Exercise goal:
Reproduce the records from the start through the line containing "point(1054, 342)", replacing "Target" with "Label" and changing nothing else.

The records:
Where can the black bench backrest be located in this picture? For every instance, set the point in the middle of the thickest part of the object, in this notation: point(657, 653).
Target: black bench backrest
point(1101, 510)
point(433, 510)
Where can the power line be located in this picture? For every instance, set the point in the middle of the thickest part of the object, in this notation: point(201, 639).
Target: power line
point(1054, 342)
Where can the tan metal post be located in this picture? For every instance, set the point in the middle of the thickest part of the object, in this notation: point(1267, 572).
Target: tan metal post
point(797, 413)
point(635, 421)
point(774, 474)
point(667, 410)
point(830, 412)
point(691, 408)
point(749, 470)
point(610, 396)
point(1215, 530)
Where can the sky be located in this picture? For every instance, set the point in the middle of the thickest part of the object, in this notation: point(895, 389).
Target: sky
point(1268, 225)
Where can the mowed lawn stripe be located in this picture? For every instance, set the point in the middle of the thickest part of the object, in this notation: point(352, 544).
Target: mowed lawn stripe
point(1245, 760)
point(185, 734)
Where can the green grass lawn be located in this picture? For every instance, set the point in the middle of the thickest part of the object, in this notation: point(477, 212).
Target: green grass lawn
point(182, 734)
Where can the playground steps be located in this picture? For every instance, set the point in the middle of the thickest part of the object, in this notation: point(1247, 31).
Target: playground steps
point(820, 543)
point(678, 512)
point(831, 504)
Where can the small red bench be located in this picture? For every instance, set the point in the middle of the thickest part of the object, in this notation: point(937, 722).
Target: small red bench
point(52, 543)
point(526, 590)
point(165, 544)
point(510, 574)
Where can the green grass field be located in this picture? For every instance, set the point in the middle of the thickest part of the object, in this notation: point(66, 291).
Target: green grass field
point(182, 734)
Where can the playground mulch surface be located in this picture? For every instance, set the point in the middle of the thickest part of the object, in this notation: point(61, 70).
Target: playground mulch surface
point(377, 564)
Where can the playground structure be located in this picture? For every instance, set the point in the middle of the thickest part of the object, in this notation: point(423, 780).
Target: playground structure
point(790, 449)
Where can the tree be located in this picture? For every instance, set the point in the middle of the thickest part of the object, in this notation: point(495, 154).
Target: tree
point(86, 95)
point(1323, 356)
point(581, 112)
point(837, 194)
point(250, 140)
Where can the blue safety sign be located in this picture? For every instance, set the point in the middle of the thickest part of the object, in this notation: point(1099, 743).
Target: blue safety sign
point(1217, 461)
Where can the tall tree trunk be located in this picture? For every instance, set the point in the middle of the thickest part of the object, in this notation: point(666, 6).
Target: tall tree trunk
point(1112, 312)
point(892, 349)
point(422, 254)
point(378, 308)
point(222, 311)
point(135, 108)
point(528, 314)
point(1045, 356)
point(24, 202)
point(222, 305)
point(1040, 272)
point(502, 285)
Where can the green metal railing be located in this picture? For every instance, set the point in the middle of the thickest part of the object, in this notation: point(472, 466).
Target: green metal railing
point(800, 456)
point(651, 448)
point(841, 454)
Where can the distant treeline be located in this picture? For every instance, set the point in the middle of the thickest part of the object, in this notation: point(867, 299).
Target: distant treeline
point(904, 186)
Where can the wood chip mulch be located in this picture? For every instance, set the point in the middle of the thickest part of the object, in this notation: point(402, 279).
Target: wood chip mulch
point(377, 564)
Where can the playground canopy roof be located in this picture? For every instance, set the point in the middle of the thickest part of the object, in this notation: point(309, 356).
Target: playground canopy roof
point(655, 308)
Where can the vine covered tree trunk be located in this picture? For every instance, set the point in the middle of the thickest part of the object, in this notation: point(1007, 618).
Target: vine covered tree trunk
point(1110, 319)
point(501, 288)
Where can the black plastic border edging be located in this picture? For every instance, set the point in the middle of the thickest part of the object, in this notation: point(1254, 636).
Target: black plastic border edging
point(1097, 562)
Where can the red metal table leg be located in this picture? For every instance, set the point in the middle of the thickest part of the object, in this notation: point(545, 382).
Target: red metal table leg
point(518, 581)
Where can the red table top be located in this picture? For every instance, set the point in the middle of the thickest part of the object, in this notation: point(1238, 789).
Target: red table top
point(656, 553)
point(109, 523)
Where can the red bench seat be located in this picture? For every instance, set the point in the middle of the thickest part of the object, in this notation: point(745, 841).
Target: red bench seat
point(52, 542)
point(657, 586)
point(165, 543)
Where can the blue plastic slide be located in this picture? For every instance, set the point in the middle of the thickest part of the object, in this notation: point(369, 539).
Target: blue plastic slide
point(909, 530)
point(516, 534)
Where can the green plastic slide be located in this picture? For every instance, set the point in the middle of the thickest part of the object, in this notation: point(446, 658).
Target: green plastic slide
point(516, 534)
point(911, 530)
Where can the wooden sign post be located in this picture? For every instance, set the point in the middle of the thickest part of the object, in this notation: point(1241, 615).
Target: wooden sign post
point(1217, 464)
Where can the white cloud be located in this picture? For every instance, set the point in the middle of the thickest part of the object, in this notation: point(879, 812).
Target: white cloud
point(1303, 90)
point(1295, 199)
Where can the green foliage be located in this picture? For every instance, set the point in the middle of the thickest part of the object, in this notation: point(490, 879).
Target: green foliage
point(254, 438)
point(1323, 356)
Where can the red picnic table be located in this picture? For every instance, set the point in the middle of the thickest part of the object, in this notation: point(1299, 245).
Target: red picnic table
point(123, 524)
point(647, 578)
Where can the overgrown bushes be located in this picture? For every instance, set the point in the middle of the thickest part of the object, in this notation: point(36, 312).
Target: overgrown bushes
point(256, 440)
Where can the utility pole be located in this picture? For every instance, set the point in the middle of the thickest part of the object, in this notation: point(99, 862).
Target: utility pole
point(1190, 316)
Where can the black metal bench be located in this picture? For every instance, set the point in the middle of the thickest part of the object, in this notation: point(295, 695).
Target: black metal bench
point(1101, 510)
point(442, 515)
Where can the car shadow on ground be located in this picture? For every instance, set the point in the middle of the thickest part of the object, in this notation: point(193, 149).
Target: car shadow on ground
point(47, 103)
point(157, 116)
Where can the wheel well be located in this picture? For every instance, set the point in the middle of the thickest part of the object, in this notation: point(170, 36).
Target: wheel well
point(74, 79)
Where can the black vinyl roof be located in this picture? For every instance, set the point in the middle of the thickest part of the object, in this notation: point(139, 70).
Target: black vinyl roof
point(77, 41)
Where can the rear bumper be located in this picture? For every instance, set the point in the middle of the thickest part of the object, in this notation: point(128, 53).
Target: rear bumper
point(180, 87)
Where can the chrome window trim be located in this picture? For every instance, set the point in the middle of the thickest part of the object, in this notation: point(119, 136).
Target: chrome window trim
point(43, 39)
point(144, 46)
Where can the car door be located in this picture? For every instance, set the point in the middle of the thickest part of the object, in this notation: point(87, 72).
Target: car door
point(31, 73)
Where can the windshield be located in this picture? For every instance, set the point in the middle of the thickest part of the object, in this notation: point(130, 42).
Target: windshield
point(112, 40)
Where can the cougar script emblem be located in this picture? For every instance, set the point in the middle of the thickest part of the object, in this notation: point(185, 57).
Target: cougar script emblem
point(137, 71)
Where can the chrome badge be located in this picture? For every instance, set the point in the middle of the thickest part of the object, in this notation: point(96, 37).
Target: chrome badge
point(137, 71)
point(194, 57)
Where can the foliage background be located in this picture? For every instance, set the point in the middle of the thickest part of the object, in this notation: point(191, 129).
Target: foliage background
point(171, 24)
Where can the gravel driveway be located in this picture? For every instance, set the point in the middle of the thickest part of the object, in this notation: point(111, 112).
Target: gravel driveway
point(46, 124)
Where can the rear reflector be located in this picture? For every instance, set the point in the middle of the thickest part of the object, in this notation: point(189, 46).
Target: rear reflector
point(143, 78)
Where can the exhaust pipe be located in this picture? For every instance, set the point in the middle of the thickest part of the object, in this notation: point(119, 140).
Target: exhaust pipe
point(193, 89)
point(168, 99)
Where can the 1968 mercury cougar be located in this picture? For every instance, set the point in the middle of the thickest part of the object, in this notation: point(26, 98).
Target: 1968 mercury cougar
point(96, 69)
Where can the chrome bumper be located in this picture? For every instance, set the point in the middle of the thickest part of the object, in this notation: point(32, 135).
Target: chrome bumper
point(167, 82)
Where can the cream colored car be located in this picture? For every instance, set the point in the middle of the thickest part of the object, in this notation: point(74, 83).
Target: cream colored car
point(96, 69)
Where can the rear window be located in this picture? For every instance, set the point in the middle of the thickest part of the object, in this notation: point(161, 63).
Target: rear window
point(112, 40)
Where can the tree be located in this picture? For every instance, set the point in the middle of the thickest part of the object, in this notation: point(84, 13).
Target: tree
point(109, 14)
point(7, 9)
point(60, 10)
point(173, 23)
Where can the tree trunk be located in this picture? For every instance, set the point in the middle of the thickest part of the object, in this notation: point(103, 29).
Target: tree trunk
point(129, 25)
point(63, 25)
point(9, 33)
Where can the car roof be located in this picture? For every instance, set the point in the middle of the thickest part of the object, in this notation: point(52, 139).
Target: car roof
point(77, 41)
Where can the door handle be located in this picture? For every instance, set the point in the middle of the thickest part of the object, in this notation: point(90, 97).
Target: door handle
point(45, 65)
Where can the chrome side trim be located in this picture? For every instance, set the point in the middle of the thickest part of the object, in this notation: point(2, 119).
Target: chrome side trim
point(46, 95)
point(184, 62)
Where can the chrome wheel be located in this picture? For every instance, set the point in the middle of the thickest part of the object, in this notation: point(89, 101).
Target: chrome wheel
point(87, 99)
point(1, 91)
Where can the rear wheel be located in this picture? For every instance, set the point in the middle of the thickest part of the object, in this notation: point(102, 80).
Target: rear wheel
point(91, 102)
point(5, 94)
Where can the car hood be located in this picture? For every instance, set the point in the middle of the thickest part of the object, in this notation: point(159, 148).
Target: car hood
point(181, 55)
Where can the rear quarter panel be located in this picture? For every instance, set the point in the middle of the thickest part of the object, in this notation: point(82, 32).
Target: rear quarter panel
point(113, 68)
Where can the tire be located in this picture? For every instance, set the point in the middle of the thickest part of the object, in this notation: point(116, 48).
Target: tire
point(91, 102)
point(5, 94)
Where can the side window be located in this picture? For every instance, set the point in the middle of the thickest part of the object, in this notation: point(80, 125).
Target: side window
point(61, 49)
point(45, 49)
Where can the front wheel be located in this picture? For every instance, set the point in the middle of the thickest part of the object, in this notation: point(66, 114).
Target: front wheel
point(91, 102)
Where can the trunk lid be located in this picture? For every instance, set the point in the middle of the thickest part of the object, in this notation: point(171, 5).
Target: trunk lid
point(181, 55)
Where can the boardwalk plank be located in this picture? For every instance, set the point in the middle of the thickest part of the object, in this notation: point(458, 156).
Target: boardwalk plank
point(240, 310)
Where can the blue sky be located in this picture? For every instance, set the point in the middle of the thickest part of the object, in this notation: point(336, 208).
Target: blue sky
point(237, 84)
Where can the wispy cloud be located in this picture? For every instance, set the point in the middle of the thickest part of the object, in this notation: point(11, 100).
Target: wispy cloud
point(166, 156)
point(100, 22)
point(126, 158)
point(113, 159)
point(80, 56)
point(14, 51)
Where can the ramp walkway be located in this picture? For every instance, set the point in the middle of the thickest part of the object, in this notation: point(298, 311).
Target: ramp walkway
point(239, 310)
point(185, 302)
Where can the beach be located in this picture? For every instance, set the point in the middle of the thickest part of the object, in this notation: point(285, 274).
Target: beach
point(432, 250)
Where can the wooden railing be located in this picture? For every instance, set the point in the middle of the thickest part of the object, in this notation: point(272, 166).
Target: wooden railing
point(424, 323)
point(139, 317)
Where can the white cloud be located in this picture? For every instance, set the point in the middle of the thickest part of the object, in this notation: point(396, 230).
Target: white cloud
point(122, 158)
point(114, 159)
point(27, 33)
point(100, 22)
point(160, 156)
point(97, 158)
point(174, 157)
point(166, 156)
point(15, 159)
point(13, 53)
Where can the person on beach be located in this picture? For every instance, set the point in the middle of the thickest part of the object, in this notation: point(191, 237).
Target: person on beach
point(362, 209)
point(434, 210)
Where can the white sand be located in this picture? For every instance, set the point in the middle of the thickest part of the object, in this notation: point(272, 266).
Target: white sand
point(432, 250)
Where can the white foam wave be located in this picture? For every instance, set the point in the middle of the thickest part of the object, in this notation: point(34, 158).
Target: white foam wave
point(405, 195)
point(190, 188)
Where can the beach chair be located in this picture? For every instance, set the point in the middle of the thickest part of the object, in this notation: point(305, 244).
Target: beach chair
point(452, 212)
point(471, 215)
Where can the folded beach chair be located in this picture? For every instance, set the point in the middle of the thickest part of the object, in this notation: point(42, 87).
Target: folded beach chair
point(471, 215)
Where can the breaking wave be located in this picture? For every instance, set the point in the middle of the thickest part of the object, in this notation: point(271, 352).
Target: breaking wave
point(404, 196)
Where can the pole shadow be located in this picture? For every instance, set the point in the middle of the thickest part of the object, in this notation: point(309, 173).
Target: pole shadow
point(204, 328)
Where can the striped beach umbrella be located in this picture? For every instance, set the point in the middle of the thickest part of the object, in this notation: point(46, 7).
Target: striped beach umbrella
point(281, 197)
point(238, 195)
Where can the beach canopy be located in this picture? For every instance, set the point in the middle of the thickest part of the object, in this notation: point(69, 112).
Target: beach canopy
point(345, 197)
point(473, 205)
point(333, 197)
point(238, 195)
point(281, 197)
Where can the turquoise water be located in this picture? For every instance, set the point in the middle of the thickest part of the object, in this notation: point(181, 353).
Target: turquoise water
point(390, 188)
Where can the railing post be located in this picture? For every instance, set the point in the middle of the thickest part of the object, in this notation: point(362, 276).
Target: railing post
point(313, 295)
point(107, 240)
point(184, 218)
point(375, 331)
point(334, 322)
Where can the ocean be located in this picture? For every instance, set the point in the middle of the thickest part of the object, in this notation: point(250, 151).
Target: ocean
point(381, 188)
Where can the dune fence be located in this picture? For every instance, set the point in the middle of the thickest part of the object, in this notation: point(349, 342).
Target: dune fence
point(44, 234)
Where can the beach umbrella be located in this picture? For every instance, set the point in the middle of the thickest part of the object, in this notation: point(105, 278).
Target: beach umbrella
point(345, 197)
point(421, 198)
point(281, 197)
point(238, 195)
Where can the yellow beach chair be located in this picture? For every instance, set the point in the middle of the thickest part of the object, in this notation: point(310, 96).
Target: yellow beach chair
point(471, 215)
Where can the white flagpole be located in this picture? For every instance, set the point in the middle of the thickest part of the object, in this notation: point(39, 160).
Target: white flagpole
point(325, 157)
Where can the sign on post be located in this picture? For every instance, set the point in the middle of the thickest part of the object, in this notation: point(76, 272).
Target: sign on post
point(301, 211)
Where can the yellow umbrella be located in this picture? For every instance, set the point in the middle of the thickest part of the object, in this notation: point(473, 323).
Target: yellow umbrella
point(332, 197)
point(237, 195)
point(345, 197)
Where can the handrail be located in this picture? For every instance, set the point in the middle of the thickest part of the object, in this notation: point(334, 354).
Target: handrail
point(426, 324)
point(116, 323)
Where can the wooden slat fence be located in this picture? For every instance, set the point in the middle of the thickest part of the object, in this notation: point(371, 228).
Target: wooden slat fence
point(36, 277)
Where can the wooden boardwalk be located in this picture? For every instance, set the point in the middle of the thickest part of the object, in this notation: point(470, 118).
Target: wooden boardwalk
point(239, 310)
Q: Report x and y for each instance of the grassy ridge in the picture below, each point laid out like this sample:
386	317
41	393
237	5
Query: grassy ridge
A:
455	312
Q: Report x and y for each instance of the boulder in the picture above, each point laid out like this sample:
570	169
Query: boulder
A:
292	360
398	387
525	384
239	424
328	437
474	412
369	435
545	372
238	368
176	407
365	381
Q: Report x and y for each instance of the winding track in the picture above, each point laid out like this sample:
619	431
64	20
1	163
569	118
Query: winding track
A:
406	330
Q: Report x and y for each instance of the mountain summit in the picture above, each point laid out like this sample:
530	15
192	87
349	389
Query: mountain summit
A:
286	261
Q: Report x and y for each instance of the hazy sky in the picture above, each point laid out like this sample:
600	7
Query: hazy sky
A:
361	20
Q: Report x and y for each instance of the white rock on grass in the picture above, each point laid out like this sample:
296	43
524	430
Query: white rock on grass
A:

Solution to the exercise:
Where can the black bench backrest be located in this picture? For every instance, set the point in the middle of the thickest part of the object, in this notation: point(657, 653).
Label: black bench backrest
point(1101, 510)
point(433, 510)
Where can the power line be located in this picture? For every instance, set the point in the middle of the thickest part of the object, in this notation: point(201, 639).
Label: power line
point(1054, 342)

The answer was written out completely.